- _About this exercise_
Find the line below that contains "like point(269, 269).". Transcribe it and every line after it exactly, adding nothing.

[Study material Boundary: Start]

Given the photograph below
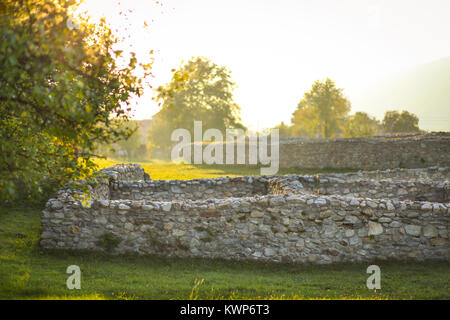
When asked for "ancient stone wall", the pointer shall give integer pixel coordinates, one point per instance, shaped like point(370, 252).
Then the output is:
point(296, 218)
point(382, 152)
point(367, 153)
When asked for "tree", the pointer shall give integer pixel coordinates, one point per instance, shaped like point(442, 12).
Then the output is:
point(404, 122)
point(199, 91)
point(133, 144)
point(321, 111)
point(360, 124)
point(283, 129)
point(61, 92)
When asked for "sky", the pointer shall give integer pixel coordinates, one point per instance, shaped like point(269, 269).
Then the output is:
point(275, 50)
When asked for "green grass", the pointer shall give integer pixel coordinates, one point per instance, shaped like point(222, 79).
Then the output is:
point(163, 170)
point(28, 272)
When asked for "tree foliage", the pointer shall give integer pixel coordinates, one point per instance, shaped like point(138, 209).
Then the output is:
point(322, 110)
point(61, 91)
point(360, 124)
point(199, 90)
point(404, 122)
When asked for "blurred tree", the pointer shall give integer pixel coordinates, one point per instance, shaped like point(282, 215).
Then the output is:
point(404, 122)
point(199, 91)
point(61, 91)
point(133, 144)
point(321, 112)
point(284, 130)
point(360, 124)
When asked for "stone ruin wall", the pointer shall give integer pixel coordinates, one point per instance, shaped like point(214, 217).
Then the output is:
point(298, 218)
point(416, 151)
point(381, 152)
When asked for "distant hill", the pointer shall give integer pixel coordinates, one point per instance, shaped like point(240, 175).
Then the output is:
point(423, 90)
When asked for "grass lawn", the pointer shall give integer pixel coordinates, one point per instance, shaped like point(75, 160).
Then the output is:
point(27, 272)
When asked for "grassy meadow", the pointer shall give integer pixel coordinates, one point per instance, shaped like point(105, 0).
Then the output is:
point(28, 272)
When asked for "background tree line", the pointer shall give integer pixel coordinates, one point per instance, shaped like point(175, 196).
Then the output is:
point(323, 112)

[Study material Boundary: End]

- _Output below_
When asked for "sky", the pointer shall give integer pixel coordinates, one point per instance, shaped like point(269, 269).
Then the output is:
point(275, 50)
When asked for "green grass", the pointer shall give integer pixel coordinates, one point per instance, shaped like point(222, 79).
Then the output is:
point(163, 170)
point(28, 272)
When asked for "tree foliage", the pointer shall give integer pixel coordinates, one point per instance, shaped like point(138, 209).
Then the output is:
point(322, 110)
point(61, 91)
point(360, 124)
point(199, 90)
point(404, 122)
When asked for "blurred tree", the pointer shall give integer pixel coordinates, one point per instance, shaped like point(282, 215).
Then the output is:
point(404, 122)
point(199, 91)
point(61, 91)
point(133, 144)
point(321, 112)
point(284, 130)
point(360, 124)
When asked for "stone ruin wall", the pointer shall give integer pixel coordinates, one point per instance, shaped like point(214, 217).
Then the output is:
point(298, 218)
point(416, 151)
point(381, 152)
When asked for "distant hill", the pointer shall give integer pixel coordinates, one point per instance, shaped like point(240, 175).
Then the output is:
point(423, 90)
When asked for "grass lawn", the pointer shall give integer pixel coordinates, one point per instance, shaped like point(75, 160).
Then the output is:
point(27, 272)
When asked for "grassy meadow", the pointer shall give integer pixel coordinates, one point per instance, shaped like point(105, 0).
Then the output is:
point(28, 272)
When asked for "background tree line", the pointer shall give integer pixel coordinates, one point per instance, shaped like point(175, 196).
Then the output is:
point(323, 112)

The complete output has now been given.